§ Task description
Only the lines from the one with "This sample shows" to the end of the data below should be given again, exactly, with both ends included and pictures omitted.

§ Records
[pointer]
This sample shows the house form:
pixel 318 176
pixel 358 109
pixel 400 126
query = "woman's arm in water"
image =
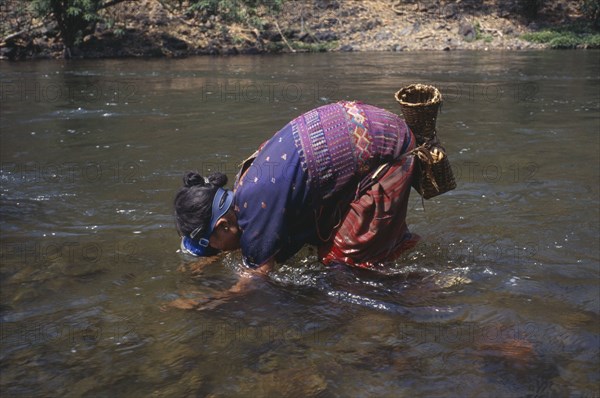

§ Answer to the exercise
This sample shows the house form:
pixel 318 176
pixel 358 109
pixel 400 126
query = "woman's arm in water"
image =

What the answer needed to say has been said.